EXERCISE DESCRIPTION → From the two blocks of data below, select and copy every line that contains the word "hair".
━━━━━━━━━━━━━━━━━━━━━━━━━━━━━━
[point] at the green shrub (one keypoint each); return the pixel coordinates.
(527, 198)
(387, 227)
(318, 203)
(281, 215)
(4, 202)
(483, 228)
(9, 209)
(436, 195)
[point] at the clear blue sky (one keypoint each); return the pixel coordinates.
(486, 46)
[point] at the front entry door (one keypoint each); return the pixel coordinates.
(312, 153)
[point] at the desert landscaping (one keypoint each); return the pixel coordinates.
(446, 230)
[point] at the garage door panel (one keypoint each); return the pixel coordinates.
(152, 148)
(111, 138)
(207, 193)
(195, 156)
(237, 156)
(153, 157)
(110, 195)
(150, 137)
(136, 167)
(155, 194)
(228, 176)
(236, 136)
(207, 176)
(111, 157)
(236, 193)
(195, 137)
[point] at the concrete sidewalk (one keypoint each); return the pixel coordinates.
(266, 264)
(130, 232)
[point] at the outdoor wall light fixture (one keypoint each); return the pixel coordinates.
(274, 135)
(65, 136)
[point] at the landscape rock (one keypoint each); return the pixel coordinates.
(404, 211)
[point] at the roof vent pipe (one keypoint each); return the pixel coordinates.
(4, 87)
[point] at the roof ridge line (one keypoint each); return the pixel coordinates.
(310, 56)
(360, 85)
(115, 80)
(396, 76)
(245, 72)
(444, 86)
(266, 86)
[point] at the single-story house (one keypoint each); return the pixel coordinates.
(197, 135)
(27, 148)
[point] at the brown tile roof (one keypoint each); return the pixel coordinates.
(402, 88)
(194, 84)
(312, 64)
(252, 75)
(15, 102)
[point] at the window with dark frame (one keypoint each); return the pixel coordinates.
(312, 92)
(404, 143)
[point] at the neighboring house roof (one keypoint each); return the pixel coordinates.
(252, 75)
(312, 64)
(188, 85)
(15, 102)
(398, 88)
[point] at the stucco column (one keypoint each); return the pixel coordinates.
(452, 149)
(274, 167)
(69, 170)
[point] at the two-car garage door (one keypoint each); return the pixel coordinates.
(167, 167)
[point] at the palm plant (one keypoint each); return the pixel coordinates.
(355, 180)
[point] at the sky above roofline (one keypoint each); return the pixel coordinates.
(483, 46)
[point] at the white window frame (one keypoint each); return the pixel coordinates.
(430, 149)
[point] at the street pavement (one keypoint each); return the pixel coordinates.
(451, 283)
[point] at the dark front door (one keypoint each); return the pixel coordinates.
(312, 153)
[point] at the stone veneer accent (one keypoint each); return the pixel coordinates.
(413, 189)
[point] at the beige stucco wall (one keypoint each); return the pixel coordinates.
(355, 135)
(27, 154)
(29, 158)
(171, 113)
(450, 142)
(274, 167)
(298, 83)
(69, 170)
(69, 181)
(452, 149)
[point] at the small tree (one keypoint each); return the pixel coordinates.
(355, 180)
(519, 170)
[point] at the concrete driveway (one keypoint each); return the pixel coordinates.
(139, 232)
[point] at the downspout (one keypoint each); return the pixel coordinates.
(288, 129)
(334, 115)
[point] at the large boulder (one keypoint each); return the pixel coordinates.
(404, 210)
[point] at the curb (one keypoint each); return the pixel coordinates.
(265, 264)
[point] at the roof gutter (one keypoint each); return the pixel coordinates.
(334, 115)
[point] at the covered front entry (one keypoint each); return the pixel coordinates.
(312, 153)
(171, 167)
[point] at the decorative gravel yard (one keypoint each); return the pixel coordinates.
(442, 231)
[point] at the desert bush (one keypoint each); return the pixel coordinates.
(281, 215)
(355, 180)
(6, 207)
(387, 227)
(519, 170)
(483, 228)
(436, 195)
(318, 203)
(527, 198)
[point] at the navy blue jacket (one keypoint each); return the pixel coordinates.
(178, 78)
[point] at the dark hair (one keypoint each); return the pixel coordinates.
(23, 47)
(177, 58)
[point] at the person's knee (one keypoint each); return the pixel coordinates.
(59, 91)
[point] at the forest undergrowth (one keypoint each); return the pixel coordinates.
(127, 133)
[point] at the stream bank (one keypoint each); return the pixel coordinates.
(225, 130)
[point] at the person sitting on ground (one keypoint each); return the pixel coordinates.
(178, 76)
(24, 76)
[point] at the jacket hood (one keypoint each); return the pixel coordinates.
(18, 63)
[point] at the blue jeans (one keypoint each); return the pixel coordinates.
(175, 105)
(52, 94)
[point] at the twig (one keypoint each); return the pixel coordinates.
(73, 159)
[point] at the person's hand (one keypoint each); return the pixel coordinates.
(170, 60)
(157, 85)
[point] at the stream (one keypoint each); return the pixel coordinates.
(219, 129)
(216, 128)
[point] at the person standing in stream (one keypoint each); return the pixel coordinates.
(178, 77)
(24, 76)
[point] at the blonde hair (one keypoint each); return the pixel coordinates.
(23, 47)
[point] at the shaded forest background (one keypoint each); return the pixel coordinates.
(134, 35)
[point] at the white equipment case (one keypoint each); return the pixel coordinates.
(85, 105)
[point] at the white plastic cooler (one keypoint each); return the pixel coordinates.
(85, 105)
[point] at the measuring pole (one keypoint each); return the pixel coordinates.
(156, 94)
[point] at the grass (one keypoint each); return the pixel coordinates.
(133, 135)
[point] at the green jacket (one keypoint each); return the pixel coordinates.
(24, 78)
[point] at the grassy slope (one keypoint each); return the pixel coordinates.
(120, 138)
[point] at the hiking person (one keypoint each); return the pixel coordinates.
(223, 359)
━━━━━━━━━━━━━━━━━━━━━━━━━━━━━━
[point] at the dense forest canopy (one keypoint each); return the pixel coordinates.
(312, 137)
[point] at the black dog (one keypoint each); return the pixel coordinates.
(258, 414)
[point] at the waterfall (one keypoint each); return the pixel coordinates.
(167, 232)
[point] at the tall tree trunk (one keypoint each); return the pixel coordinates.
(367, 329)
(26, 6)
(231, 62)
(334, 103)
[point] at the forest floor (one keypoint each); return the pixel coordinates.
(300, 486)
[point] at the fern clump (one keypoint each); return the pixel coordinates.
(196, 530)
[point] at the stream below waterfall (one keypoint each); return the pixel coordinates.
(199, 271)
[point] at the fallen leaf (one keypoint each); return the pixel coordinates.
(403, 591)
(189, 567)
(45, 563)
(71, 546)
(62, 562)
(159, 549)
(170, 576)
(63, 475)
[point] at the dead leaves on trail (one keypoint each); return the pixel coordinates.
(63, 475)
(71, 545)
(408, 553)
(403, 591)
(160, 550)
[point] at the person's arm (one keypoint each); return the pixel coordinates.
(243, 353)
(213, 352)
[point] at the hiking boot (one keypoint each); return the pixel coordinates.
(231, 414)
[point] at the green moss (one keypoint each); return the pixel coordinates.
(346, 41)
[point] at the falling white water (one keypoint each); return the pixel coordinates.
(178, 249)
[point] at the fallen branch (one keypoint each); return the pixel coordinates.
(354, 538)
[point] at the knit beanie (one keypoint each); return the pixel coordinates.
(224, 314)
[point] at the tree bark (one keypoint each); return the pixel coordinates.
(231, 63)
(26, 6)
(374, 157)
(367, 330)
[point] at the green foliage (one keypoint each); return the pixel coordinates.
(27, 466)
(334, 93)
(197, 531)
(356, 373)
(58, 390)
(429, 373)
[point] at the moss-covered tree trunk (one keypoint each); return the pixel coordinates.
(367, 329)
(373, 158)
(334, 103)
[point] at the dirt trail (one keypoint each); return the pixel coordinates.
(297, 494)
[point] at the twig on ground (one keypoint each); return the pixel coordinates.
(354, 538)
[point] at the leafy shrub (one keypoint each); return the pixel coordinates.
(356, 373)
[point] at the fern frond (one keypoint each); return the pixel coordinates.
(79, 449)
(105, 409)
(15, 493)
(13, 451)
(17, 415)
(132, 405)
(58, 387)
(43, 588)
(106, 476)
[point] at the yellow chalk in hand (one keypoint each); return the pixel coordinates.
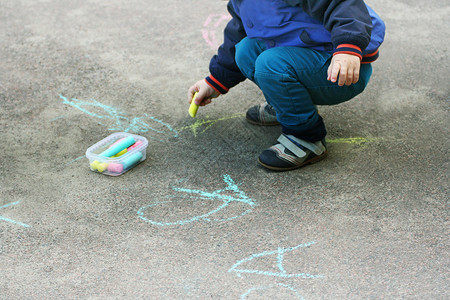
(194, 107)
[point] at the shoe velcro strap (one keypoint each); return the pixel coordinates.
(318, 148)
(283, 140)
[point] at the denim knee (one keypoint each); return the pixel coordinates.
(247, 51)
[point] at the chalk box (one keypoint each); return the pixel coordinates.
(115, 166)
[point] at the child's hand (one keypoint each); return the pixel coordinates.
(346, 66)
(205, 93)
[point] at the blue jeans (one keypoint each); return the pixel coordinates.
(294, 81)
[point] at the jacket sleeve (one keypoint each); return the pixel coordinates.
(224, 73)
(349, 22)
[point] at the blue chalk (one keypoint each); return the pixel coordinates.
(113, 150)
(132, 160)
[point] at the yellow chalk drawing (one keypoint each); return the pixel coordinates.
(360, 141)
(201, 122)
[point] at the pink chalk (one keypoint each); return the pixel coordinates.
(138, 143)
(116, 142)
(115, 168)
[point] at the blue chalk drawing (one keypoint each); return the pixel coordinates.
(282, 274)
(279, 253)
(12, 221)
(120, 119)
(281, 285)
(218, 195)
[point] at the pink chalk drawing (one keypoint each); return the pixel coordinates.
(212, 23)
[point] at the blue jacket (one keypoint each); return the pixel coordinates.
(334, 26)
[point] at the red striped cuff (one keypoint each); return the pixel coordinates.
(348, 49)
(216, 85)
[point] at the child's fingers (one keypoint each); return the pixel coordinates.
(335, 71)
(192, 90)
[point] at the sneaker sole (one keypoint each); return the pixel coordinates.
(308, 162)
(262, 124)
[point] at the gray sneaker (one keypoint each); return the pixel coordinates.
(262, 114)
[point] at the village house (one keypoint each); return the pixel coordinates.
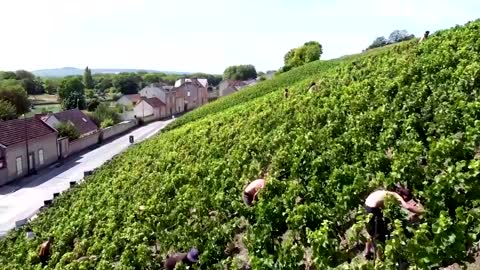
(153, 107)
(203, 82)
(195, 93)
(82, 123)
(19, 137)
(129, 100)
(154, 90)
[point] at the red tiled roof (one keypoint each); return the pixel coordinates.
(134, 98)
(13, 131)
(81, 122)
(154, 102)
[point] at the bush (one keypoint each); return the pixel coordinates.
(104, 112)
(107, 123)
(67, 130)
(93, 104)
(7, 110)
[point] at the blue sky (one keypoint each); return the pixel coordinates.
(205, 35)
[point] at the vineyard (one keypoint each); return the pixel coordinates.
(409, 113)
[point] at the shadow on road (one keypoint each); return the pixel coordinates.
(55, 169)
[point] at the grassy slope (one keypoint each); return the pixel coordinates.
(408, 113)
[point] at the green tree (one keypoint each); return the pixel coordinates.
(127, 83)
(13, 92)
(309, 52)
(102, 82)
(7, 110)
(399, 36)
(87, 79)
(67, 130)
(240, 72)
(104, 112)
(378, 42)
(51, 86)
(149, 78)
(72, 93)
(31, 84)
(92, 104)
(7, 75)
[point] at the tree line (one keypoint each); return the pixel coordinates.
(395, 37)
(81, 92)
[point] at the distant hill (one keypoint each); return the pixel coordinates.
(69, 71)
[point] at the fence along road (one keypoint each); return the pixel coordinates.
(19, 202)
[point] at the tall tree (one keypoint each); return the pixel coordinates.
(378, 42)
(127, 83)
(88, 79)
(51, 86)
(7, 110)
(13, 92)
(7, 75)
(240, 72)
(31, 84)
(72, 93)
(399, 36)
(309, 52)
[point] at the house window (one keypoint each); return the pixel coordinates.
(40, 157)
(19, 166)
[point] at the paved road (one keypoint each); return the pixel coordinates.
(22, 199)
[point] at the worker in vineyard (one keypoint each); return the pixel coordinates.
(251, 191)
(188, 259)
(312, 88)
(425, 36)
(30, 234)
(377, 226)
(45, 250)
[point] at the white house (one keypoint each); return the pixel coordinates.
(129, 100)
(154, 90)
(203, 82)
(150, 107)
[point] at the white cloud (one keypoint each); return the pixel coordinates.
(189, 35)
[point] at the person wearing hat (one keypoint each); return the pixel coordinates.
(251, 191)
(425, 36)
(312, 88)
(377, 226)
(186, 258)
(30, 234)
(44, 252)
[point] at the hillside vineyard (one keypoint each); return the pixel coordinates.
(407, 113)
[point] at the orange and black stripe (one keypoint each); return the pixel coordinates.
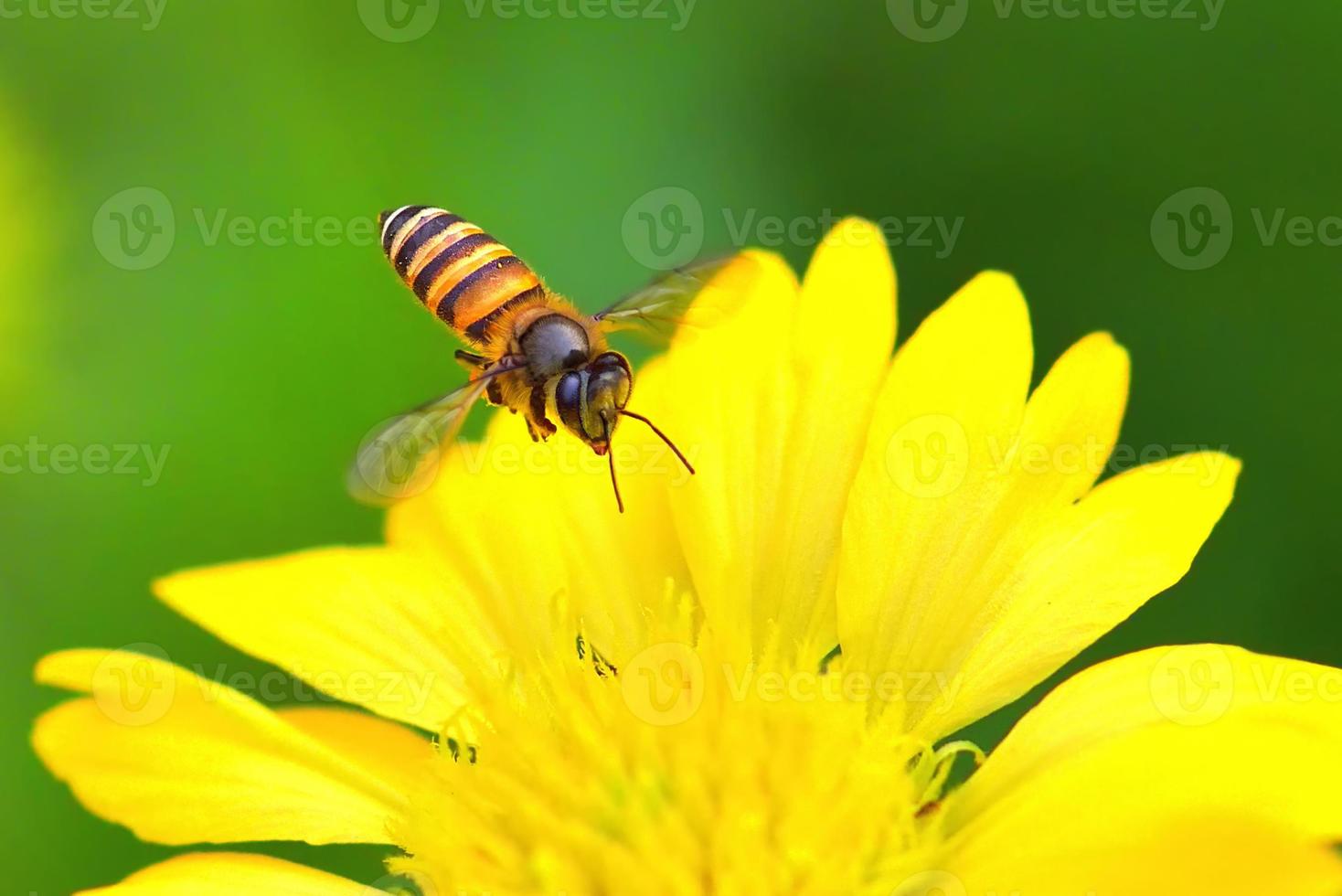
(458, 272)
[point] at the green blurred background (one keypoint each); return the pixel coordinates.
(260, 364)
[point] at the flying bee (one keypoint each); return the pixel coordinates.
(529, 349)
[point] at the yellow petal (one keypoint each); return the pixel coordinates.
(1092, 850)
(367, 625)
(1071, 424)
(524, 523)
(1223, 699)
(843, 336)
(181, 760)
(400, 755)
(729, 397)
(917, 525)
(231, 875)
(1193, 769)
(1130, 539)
━━━━━━━━━━━━━━━━━━━━━━━━━━━━━━
WORKED ANSWER →
[point] at the dark hair (one keypoint each); return the pixel coordinates.
[point] at the blonde hair (one keypoint each); return the pixel coordinates.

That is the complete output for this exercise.